Document excerpt:

Salt is reported as a baker's percentage of total flour, but it does not change the hydration percentage itself.
Rounded outputs keep the page readable, so tenths-of-a-gram differences are normal when you compare hand math with the displayed result.

Sources & References

Frequently Asked Questions

What counts toward sourdough hydration?
Hydration is total water divided by total flour. For sourdough, that means the water and flour inside the starter must be counted along with the flour and water you add directly to the dough.
Does a 100% hydration starter mean half water and half flour?
Yes. A 100% hydration starter contains equal flour and water by weight, so a 100 g starter contributes 50 g flour and 50 g water.
Why did my hydration drop when I switched to a stiff starter?
A stiff starter carries more flour relative to water, so it raises total flour faster than total water. That lowers final dough hydration unless you add more direct water.
Is 70% hydration high for sourdough?

Dataset extract:
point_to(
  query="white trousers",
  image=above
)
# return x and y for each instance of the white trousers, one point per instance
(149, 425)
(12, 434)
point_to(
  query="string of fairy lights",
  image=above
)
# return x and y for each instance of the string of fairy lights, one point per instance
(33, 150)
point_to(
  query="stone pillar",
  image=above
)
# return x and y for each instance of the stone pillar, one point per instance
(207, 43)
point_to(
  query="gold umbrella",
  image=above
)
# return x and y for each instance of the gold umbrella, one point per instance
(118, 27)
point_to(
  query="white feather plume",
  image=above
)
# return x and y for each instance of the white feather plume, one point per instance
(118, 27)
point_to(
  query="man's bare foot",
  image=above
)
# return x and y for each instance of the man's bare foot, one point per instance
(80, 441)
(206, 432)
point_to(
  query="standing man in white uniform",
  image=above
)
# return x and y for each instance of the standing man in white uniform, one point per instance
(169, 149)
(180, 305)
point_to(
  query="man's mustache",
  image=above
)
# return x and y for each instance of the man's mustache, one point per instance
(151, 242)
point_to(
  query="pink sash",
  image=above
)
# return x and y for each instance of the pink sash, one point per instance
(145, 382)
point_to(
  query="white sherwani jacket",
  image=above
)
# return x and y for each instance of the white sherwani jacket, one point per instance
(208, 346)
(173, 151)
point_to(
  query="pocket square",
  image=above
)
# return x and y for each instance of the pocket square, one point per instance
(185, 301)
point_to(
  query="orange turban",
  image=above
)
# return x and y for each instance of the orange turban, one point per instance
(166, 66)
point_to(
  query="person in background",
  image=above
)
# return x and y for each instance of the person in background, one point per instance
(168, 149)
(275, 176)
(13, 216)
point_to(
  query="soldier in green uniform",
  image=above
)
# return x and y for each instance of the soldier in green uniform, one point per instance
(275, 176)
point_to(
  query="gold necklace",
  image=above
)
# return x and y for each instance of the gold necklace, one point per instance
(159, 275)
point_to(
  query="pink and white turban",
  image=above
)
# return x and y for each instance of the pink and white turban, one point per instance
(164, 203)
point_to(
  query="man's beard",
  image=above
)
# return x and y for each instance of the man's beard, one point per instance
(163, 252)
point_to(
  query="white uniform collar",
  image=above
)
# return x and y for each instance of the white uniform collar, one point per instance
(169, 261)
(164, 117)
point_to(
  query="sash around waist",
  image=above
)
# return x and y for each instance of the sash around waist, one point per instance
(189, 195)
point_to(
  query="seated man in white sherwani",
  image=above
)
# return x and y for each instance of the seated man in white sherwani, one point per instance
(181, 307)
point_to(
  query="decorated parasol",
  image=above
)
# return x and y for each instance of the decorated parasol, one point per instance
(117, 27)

Tasks to carry out:
1. Rewrite the sourdough hydration text starting with "What counts toward" and going on through "to the dough.", changing "starter" to "levain".
2. Answer from the sourdough hydration text:
(a) How is salt reported?
(b) How is hydration calculated?
(c) How much flour does a 100 g starter at 100% hydration contribute?
3. List every question in the Frequently Asked Questions part of the sourdough hydration text.

Answers for the exercise:
1.
What counts toward sourdough hydration?
Hydration is total water divided by total flour. For sourdough, that means the water and flour inside the levain must be counted along with the flour and water you add directly to the dough.

2.
(a) As a baker's percentage of total flour.
(b) Total water divided by total flour.
(c) 50 g.

3.
- What counts toward sourdough hydration?
- Does a 100% hydration starter mean half water and half flour?
- Why did my hydration drop when I switched to a stiff starter?
- Is 70% hydration high for sourdough?